> _TASK TO CARRY OUT_: Copy out only the span from the line with "Provide the location of every instance of the woman's hand" to the end of the data, both ends kept, word for word.

::::::::

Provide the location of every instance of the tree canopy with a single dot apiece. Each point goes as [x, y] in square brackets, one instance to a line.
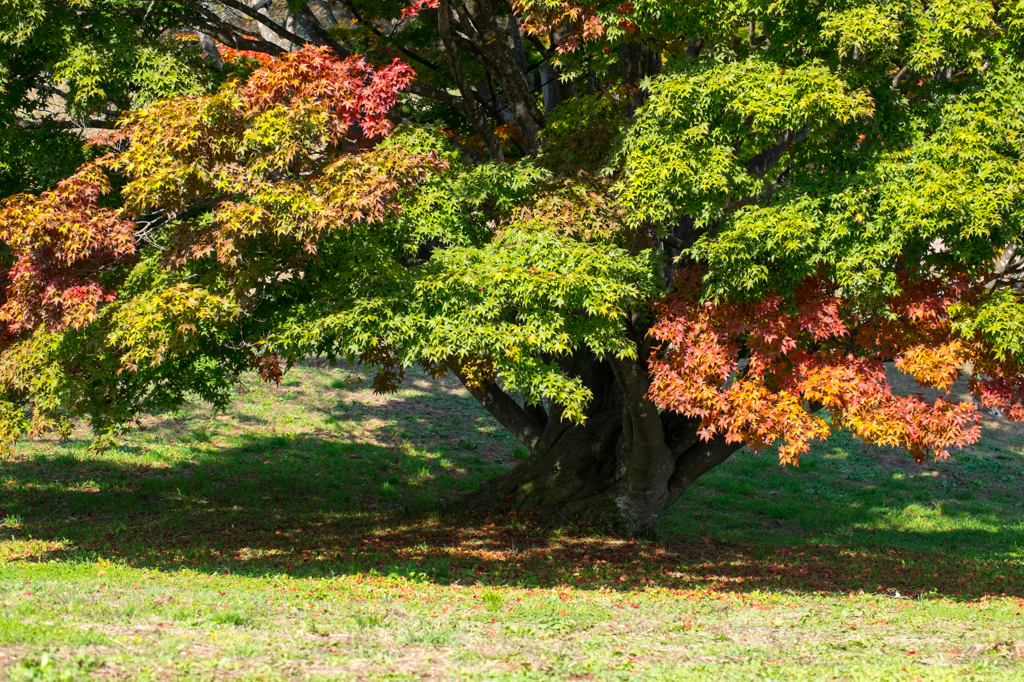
[643, 233]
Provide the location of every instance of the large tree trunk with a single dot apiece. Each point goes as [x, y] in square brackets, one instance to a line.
[622, 468]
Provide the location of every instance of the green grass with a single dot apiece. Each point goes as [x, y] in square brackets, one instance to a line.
[297, 537]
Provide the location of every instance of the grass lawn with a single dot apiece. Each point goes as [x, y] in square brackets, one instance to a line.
[294, 538]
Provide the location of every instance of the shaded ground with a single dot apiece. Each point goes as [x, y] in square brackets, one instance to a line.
[296, 537]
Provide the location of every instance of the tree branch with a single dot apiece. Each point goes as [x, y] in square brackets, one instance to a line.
[505, 410]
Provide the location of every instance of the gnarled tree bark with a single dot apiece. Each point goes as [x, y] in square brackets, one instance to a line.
[624, 466]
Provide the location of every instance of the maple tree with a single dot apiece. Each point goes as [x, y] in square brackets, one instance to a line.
[643, 235]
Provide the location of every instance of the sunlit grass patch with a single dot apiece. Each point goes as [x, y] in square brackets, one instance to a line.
[308, 531]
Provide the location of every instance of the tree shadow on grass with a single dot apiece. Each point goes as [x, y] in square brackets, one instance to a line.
[316, 507]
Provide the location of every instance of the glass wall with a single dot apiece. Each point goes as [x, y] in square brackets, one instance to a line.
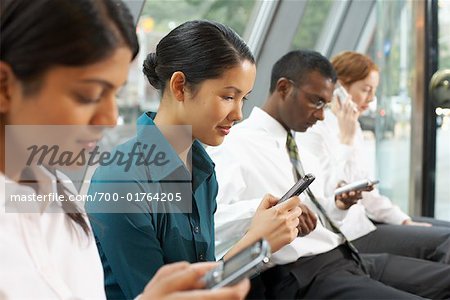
[395, 55]
[442, 208]
[157, 19]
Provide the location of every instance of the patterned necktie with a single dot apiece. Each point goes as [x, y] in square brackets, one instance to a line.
[291, 146]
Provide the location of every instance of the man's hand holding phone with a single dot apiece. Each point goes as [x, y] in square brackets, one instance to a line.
[347, 195]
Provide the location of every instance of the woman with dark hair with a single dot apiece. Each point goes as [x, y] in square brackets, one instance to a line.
[61, 63]
[338, 142]
[204, 72]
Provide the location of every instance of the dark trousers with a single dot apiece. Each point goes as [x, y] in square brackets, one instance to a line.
[335, 275]
[430, 243]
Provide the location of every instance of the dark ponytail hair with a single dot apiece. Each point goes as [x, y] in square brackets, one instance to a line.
[200, 49]
[38, 35]
[41, 34]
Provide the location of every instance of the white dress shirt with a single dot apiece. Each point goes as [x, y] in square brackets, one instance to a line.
[348, 163]
[45, 255]
[251, 162]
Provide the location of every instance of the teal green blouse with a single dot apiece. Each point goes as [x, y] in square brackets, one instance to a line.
[135, 236]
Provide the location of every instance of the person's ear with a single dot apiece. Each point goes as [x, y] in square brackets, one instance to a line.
[177, 85]
[7, 84]
[283, 87]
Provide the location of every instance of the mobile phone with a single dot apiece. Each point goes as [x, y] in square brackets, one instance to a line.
[298, 187]
[341, 93]
[246, 264]
[355, 186]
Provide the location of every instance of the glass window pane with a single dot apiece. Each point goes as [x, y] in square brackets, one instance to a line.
[442, 208]
[157, 19]
[312, 23]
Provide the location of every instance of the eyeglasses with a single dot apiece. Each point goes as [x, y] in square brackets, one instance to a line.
[316, 101]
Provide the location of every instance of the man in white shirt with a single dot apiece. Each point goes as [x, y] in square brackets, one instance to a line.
[254, 160]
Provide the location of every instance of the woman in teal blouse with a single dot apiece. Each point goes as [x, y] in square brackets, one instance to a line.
[204, 71]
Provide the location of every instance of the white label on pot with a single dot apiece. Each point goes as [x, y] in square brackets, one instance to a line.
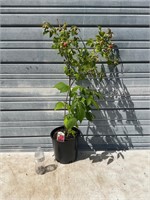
[60, 136]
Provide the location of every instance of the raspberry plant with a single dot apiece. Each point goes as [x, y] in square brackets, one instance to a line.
[80, 59]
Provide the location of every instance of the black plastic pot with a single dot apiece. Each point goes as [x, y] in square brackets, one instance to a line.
[65, 152]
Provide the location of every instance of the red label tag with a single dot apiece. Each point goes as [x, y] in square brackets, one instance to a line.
[60, 136]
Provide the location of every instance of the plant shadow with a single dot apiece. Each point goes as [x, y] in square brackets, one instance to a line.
[116, 122]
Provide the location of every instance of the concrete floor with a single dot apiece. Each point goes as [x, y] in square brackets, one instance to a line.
[101, 176]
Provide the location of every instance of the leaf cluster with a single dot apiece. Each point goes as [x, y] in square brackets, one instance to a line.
[80, 59]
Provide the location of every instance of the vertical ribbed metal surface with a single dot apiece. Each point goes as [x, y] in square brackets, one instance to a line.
[30, 68]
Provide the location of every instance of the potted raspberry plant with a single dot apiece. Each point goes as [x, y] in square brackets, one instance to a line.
[80, 59]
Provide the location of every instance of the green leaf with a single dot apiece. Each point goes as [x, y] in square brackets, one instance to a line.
[95, 104]
[90, 116]
[80, 112]
[70, 122]
[59, 105]
[62, 87]
[74, 89]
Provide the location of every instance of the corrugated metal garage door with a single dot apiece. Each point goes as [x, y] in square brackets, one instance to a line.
[30, 68]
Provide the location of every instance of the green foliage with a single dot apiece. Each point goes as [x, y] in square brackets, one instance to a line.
[80, 59]
[62, 87]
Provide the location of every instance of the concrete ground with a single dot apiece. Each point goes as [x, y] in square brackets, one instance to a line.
[102, 176]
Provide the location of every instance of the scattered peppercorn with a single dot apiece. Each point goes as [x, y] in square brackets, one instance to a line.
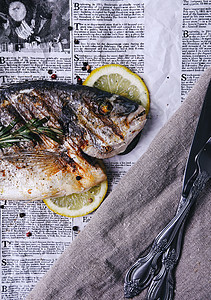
[75, 228]
[22, 215]
[88, 67]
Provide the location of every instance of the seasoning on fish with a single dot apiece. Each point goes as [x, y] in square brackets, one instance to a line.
[93, 123]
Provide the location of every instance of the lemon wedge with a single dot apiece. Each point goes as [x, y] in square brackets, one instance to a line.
[77, 205]
[118, 79]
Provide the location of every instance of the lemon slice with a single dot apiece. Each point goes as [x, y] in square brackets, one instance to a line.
[77, 205]
[119, 80]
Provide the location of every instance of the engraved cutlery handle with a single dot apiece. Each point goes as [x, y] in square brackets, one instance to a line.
[142, 272]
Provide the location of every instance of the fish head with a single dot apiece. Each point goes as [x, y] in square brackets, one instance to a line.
[116, 121]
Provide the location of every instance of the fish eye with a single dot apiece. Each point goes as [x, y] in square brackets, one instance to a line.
[105, 108]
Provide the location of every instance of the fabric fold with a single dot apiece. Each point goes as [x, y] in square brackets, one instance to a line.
[94, 266]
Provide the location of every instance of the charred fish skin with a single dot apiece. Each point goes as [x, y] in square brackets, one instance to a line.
[99, 123]
[93, 122]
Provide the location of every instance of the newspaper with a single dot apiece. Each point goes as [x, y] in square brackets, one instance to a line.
[167, 43]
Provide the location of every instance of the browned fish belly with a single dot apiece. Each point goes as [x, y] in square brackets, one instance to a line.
[92, 122]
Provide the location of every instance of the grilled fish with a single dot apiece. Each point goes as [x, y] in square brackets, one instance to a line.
[93, 123]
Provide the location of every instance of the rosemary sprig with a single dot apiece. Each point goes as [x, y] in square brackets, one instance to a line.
[30, 131]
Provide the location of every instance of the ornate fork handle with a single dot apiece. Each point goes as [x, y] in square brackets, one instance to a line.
[142, 272]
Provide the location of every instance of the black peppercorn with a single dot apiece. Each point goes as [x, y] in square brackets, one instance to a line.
[22, 215]
[75, 228]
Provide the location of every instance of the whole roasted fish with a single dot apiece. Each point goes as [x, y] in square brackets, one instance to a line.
[39, 162]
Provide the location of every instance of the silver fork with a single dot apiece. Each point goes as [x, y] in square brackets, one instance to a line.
[169, 242]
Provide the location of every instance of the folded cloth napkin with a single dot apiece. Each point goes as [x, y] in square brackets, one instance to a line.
[124, 226]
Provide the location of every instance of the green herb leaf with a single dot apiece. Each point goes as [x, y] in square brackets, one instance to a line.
[30, 131]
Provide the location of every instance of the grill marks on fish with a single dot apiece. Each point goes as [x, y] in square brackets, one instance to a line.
[47, 168]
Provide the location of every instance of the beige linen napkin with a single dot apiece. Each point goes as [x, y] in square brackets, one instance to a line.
[124, 226]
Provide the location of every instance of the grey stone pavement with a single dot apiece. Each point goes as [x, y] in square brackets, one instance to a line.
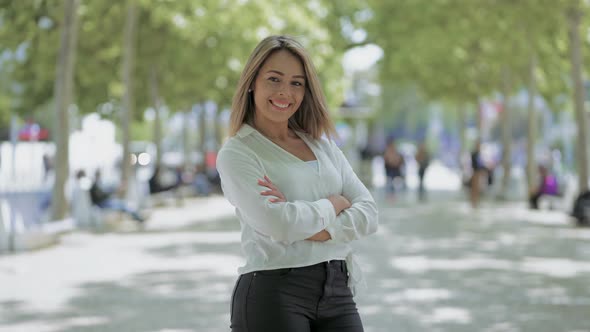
[439, 266]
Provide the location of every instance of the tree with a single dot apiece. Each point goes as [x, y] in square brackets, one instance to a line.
[63, 95]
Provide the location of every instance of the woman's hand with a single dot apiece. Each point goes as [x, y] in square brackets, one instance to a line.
[320, 236]
[273, 190]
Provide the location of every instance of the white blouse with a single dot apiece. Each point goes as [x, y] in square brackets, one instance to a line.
[274, 234]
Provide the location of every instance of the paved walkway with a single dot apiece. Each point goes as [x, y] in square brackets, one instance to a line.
[434, 267]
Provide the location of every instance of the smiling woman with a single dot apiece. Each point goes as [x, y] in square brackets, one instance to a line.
[298, 200]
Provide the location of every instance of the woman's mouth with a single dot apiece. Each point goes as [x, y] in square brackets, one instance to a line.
[280, 105]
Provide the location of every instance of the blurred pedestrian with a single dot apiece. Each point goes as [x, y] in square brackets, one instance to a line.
[155, 182]
[394, 163]
[104, 199]
[296, 232]
[547, 186]
[47, 165]
[478, 174]
[423, 159]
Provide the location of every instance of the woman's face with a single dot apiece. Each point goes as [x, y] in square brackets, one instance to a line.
[279, 87]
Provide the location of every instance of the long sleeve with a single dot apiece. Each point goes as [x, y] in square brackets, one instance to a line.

::::::::

> _EXERCISE RESPONSE_:
Provide the location of every instance of the woman's hand with a single dot apiece. Each point goes as [x, y] in square brackets, one instance to a line.
[320, 236]
[273, 190]
Provide the location of every instance of the white blouse with a single dot apiece. Each point goes as [x, y] in square brackets, one instance to a line.
[274, 234]
Provide the location of every instance of the paved walkway with a single dot apiece. Each point goes as [x, y] in square brackets, one instance to a line.
[434, 267]
Provide the location of every instance of the smiling woman with a single dot apiece. Each point goes as [x, y] in square brackets, one instance to a line.
[298, 200]
Provide the location of every instance of the woman's mouth with a single dot apiece. Each point goes as [x, y] in square brackets, one instance to a line.
[280, 105]
Provide the location of every instance of the blurred pedestrian with a single dot apiece. Each point goes as [x, y] in square brackets, one instance to a line.
[155, 182]
[394, 163]
[104, 199]
[296, 232]
[547, 186]
[47, 165]
[478, 174]
[423, 159]
Provide the location of every instance of the woman's face with a single dot apiece. Each point goes as [x, y] in square brackets, one instance to a line.
[279, 87]
Provide the location of every instance of the long sleeve with a single dot apiece. Each point goes as [x, y] in square brackets, one instance to a line.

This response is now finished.